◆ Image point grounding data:
_ _ _ _ _

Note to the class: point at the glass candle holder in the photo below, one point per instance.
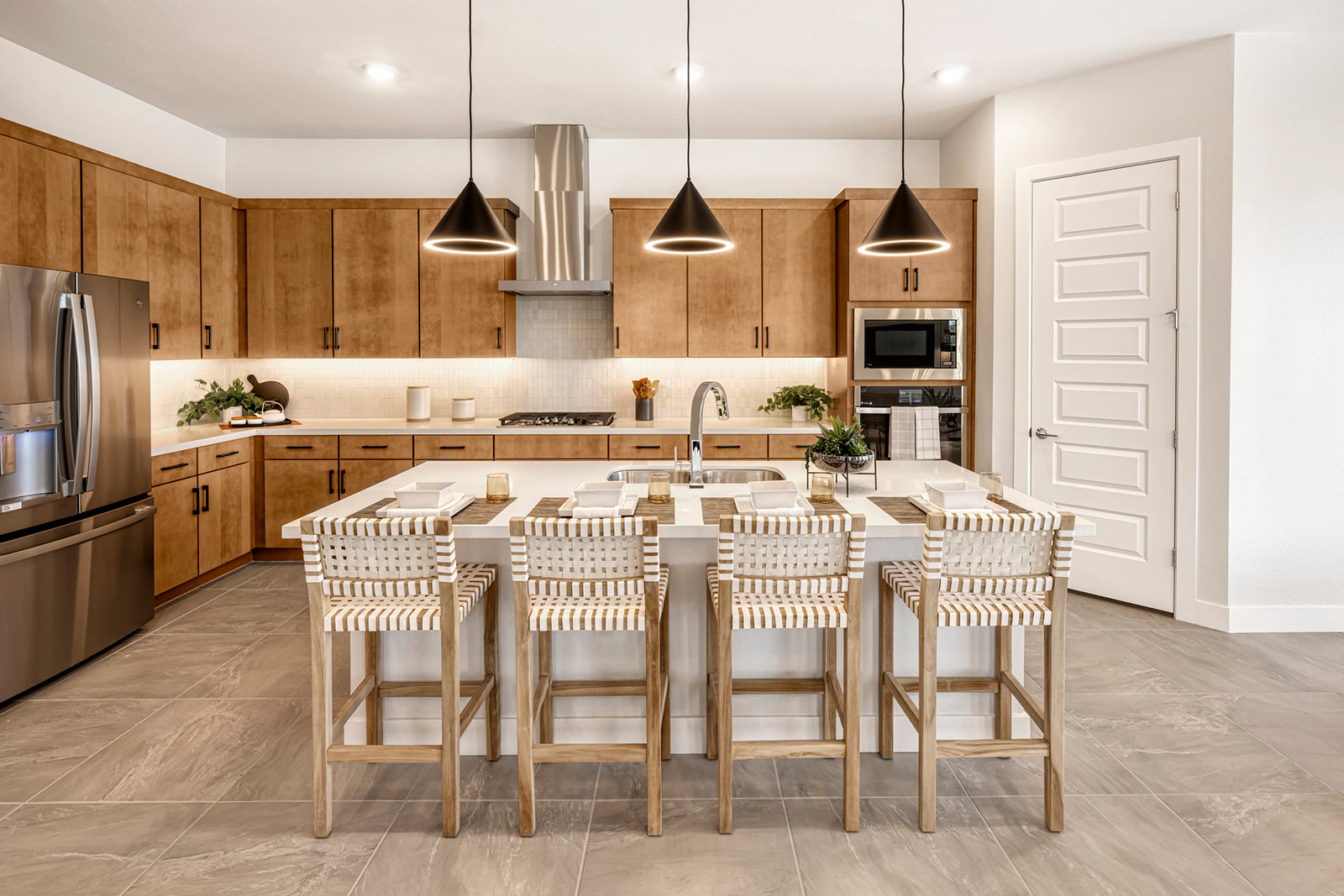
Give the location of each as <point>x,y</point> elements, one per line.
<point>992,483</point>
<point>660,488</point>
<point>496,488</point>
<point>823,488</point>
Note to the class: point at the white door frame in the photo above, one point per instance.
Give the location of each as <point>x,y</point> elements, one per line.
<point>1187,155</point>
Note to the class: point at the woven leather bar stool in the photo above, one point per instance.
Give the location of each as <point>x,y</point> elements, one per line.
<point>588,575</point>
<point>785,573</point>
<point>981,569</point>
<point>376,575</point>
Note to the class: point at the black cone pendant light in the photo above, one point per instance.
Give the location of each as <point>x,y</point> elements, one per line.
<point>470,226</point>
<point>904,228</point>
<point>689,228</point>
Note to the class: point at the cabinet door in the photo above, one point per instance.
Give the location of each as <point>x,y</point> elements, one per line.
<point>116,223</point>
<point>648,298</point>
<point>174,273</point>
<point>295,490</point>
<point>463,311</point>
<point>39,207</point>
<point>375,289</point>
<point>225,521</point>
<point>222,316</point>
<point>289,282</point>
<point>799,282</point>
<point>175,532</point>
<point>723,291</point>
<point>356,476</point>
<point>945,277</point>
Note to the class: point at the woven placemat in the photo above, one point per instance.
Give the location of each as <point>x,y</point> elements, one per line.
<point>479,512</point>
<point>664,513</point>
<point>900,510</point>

_ _ _ _ _

◆ Instructions to follow:
In your copy, reproduce the data above exactly and skip every picture.

◆ Response:
Note to the class: point at the glass candle holder in the photo below, one point per instance.
Give the location of each as <point>x,y</point> elements, one per line.
<point>992,483</point>
<point>660,488</point>
<point>496,488</point>
<point>823,488</point>
Note to the class: point at the white door frame in the photo above, one point per instance.
Give the location of each as <point>x,y</point> elements, one per line.
<point>1187,155</point>
Note to the class: point at the woven leather bar stool in the photo above, one point per instance.
Give the location of each as <point>x,y</point> elements, one per line.
<point>588,575</point>
<point>785,573</point>
<point>981,569</point>
<point>376,575</point>
Note to the class: point at the black cone pendant light in the photo above, one point per instance.
Give the location of each as <point>x,y</point> elements, one per line.
<point>470,226</point>
<point>904,228</point>
<point>689,228</point>
Note to the class: point at the cabinet door in the photo above, one point per instance.
Give the location of each as <point>x,y</point> elements, one per line.
<point>116,223</point>
<point>648,298</point>
<point>174,273</point>
<point>295,490</point>
<point>463,311</point>
<point>39,207</point>
<point>375,289</point>
<point>225,521</point>
<point>222,316</point>
<point>289,282</point>
<point>799,282</point>
<point>175,532</point>
<point>723,291</point>
<point>356,476</point>
<point>945,277</point>
Note to the class: point at the woven placemat in the photo above, one point per instance.
Give the location of each as <point>x,y</point> elements, one per line.
<point>479,512</point>
<point>664,513</point>
<point>900,510</point>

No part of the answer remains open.